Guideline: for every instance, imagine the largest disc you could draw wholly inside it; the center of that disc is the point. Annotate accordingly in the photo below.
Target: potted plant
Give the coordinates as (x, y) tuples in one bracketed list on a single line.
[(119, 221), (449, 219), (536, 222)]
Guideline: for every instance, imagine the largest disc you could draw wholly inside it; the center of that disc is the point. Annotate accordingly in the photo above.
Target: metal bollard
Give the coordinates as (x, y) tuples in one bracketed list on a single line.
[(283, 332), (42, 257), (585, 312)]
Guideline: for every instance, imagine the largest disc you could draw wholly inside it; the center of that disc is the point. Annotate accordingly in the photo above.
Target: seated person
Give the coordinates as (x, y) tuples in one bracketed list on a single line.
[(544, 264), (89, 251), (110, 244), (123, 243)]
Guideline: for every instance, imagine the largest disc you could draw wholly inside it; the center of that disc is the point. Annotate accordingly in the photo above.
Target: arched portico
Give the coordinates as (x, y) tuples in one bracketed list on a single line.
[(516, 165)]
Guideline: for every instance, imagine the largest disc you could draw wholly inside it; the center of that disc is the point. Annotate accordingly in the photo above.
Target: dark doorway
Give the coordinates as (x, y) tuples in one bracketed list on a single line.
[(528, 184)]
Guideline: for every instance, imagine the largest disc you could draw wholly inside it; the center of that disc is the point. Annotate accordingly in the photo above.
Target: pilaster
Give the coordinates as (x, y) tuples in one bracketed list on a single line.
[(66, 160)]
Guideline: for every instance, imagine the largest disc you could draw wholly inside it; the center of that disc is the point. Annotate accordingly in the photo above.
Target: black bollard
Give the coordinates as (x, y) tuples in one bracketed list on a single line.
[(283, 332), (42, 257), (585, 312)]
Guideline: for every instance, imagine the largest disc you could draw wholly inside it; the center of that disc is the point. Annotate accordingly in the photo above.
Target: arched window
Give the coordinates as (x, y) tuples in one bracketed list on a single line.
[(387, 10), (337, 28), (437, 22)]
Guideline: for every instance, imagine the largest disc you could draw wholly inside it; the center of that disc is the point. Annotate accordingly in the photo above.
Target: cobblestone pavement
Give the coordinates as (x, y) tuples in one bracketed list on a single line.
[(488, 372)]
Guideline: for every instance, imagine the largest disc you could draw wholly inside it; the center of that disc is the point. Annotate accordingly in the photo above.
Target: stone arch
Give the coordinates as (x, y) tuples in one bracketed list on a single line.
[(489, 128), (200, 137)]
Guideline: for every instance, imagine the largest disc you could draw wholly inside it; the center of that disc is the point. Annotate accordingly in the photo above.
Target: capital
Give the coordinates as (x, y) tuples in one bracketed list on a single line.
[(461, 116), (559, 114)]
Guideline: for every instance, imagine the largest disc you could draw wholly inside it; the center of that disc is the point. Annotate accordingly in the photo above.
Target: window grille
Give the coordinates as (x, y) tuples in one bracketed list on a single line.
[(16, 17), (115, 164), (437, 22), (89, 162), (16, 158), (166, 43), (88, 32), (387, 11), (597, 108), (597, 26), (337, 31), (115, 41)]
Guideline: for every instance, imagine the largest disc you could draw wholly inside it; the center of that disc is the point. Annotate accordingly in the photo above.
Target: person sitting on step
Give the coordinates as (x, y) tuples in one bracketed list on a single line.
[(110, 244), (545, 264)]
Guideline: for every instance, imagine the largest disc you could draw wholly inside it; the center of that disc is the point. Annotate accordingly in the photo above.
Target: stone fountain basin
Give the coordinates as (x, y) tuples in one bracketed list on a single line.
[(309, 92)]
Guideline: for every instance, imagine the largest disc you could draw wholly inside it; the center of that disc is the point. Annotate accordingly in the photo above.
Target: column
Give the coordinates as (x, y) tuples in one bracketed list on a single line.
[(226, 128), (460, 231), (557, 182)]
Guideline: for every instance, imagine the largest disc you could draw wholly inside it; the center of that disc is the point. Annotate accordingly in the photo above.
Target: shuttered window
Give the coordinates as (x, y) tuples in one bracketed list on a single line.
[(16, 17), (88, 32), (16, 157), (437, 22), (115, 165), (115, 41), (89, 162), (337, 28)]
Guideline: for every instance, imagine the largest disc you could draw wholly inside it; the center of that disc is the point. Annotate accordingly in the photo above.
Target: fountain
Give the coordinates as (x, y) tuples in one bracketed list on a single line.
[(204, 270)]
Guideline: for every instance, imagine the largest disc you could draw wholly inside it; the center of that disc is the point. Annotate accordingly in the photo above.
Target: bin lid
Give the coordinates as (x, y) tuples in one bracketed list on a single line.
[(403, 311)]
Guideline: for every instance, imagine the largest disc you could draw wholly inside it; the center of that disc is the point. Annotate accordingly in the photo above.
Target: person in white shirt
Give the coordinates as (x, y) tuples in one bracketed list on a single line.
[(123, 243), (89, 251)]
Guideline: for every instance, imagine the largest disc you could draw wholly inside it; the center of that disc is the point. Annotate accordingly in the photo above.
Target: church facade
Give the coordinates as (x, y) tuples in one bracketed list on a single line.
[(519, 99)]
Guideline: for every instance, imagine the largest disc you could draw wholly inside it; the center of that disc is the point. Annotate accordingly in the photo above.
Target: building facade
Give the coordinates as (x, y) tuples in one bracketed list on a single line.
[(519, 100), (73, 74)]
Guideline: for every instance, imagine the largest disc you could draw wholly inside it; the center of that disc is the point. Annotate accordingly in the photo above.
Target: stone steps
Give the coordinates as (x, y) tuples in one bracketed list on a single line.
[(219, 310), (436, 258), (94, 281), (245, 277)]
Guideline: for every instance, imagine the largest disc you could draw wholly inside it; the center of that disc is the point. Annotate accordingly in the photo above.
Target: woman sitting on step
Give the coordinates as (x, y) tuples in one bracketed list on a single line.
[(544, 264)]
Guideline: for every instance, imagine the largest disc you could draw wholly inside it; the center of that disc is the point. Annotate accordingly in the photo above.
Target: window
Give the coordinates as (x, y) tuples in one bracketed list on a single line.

What to produce
Reproduce the entries verbatim from the first line through the line containing "[(66, 160)]", including both of those lines.

Final answer
Guideline: for every instance, imagine the largest disc you could draw wholly inside it; the center of that disc is the point. Annotate accordingly in the photo below.
Target: potted plant
Give the coordinates as (x, y) tuples in one bracketed list on a single line.
[(119, 221), (449, 219), (536, 222)]
Guideline: for every instance, imagine the largest disc you could draw wholly inside it; the center of that disc is the point. Annotate accordingly in the photo above.
Target: metal bollard
Give the coordinates as (x, y) tuples in one bracketed list on a single line.
[(283, 332), (42, 257), (585, 312)]
Guideline: for every instance, imagine the largest disc you could draw wholly inside it; the center of that disc is the point. Annotate accordingly in the photo above.
Target: seated person
Give the coordinates as (x, y) tuples in one bracketed list on a single line.
[(544, 264), (89, 251), (110, 244), (123, 243)]
Guideline: for every instance, imagine the largest disc you could draw wholly inside it; the center of that disc is the point. Annotate accordingly in the photo above.
Target: arched portico
Give the coordinates as (x, y) tuples in one bracketed list on a single line.
[(516, 165)]
Guideline: for every instance, imagine the largest disc you could draw wholly inside it; the center of that disc is the point. Annotate accordingly in the photo above.
Target: dark doorway
Give the coordinates as (x, y) tuples in one bracketed list on a single line.
[(528, 184)]
Guideline: for every instance, imagine the largest disc you could draw wholly inside it; the center of that disc is the point. Annotate accordingly in the photo above.
Target: pilaster
Give the coordinates as (x, y) tuples in one bracketed list on a single line.
[(66, 160)]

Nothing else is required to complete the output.